■ **Extracted entries**:
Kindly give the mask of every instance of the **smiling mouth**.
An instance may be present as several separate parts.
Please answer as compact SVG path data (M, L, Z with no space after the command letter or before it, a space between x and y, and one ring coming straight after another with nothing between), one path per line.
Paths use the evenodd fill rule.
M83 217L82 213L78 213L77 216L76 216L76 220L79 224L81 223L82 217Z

■ **Task brief**: The complete listing is to be repeated exactly.

■ **Written response**:
Kindly give the mask of every instance of the **smiling mouth**.
An instance may be present as several separate parts.
Please answer as compact SVG path data (M, L, Z with no space after the command letter or before it, a space between x and y, and one ring coming straight after another with nothing between), one path per line.
Paths use the evenodd fill rule.
M83 217L82 213L78 213L77 216L76 216L76 220L79 224L81 223L82 217Z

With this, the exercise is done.